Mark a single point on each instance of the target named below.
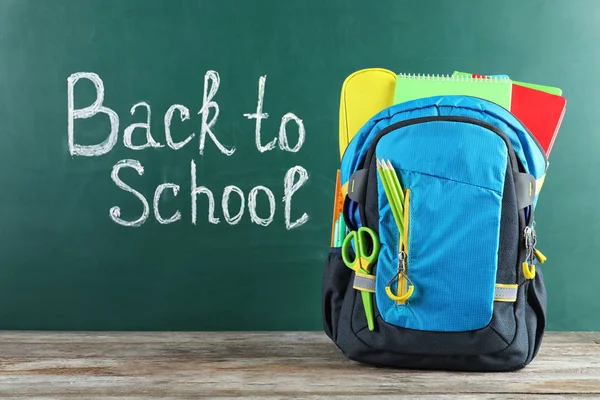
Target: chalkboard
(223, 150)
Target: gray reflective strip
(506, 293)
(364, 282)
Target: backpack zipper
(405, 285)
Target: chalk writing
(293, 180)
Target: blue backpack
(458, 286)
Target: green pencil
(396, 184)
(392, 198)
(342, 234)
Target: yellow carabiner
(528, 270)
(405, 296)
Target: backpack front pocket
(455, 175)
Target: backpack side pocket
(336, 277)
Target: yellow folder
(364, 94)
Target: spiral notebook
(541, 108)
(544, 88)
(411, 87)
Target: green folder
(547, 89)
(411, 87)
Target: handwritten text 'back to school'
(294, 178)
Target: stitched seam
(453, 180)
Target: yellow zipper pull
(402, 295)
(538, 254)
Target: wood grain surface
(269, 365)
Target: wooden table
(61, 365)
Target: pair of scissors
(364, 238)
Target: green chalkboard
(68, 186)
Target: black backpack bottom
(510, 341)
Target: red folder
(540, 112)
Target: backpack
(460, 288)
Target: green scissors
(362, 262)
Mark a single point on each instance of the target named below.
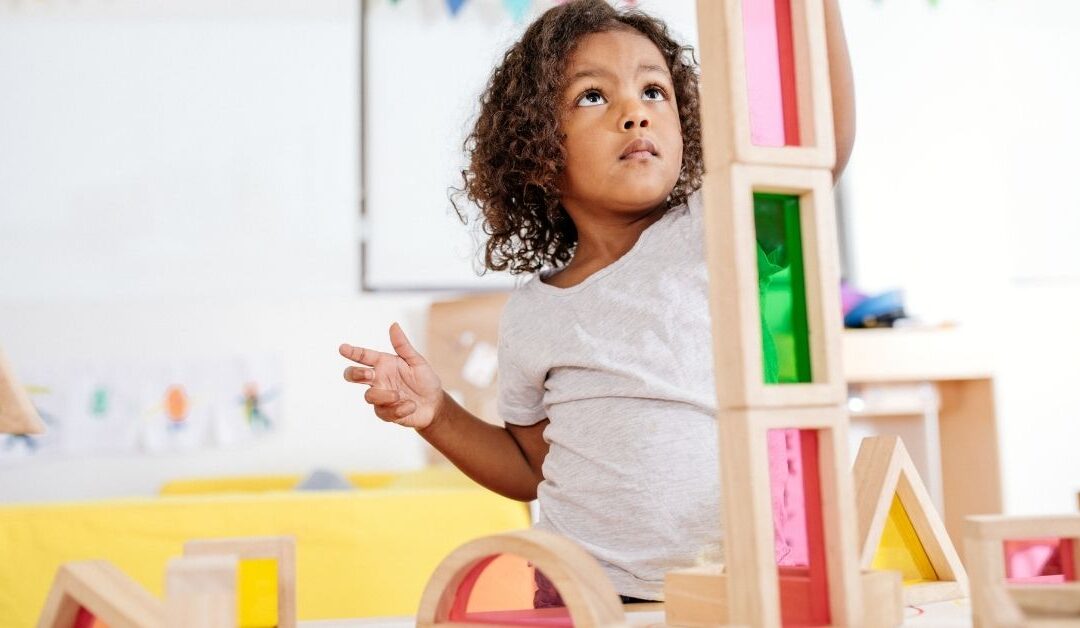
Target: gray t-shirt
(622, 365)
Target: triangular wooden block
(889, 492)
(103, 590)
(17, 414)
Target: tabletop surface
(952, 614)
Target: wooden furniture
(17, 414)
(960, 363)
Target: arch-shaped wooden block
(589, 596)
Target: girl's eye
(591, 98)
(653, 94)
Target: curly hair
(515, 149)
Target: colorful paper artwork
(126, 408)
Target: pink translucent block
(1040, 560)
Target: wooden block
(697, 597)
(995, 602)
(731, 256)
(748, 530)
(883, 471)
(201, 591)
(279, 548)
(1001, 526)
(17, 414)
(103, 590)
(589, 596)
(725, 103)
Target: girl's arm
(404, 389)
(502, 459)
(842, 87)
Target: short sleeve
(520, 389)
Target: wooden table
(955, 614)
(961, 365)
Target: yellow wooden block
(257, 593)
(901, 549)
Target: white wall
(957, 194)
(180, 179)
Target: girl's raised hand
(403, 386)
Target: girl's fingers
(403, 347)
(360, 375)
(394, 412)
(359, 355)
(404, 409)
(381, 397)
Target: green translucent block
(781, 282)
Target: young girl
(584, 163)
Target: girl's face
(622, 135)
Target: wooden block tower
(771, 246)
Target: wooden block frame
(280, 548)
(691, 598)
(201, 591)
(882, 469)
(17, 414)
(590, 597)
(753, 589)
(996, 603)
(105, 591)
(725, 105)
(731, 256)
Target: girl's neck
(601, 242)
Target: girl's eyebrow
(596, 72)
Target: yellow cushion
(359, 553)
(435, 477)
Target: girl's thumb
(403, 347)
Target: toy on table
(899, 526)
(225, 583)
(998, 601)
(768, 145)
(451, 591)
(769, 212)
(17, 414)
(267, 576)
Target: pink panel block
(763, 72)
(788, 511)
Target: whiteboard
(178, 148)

┄┄┄┄┄┄┄┄┄┄┄┄┄┄┄┄┄┄┄┄

The records above should be copied word for word, with the pictures left out.

* Task result *
Mark a single point on each instance of the target named below.
Target: chalkboard
(223, 150)
Target: gray reflective strip
(506, 293)
(364, 282)
Target: backpack zipper
(405, 285)
Target: chalk writing
(293, 180)
Target: blue backpack
(458, 286)
Target: green pencil
(396, 184)
(392, 198)
(342, 234)
Target: yellow carabiner
(528, 270)
(405, 296)
Target: backpack front pocket
(455, 175)
Target: backpack side pocket
(336, 277)
Target: yellow folder
(364, 94)
Target: spiral notebook
(541, 108)
(544, 88)
(411, 87)
Target: green folder
(547, 89)
(411, 87)
Target: handwritten text 'back to school'
(294, 178)
Target: stitched seam
(453, 180)
Target: yellow zipper pull
(402, 295)
(538, 254)
Target: wood grain surface
(269, 365)
Target: wooden table
(61, 365)
Target: pair of scissors
(364, 238)
Target: green chalkboard
(68, 186)
Target: black backpack bottom
(510, 341)
Target: red folder
(540, 112)
Target: backpack
(460, 288)
Target: green scissors
(362, 262)
Mark a single point on each instance of the target named below.
Target: gray t-shirt
(622, 365)
Target: triangular wooden block
(889, 492)
(103, 590)
(17, 414)
Target: tabletop surface
(952, 614)
Target: wooden furniture
(17, 414)
(960, 363)
Target: arch-shaped wooden block
(589, 596)
Target: girl's eye
(591, 98)
(653, 94)
Target: curly hair
(515, 149)
Target: colorful paper artwork
(126, 408)
Target: pink translucent block
(1040, 560)
Target: wooden block
(697, 597)
(995, 602)
(731, 256)
(748, 530)
(883, 471)
(201, 591)
(279, 548)
(1001, 526)
(17, 414)
(103, 590)
(589, 596)
(725, 103)
Target: girl's arm
(404, 389)
(502, 459)
(842, 87)
Target: short sleeve
(520, 389)
Target: wooden table
(955, 614)
(961, 365)
Target: yellow wooden block
(257, 593)
(901, 549)
Target: white wall
(957, 194)
(180, 179)
Target: girl's raised hand
(403, 386)
Target: girl's fingers
(403, 347)
(360, 375)
(394, 412)
(359, 355)
(404, 409)
(381, 397)
Target: green translucent block
(781, 282)
Target: young girl
(584, 163)
Target: girl's face
(622, 135)
Target: wooden block tower
(771, 246)
Target: wooden block frame
(280, 548)
(691, 598)
(201, 591)
(882, 469)
(17, 414)
(590, 597)
(753, 589)
(996, 603)
(105, 591)
(725, 105)
(731, 256)
Target: girl's neck
(601, 242)
Target: girl's eyebrow
(596, 72)
Target: yellow cushion
(359, 553)
(435, 477)
Target: girl's thumb
(403, 347)
Target: toy on table
(899, 526)
(225, 583)
(998, 601)
(768, 145)
(451, 591)
(769, 212)
(17, 414)
(267, 576)
Target: pink panel block
(763, 72)
(788, 511)
Target: whiteboard
(178, 148)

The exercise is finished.